▸ **ASSIGNED TASK**
Word for word, transcribe all of the records.

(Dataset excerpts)
+---+

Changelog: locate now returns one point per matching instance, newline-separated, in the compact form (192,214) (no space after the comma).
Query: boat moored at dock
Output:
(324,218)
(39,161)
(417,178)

+---+

▸ **ANSWER TO THIS TASK**
Changelog: locate now returns one point per matching instance, newline-separated, in the compact form (192,214) (no space after the comma).
Query: boat moored at dock
Output:
(324,218)
(39,161)
(417,178)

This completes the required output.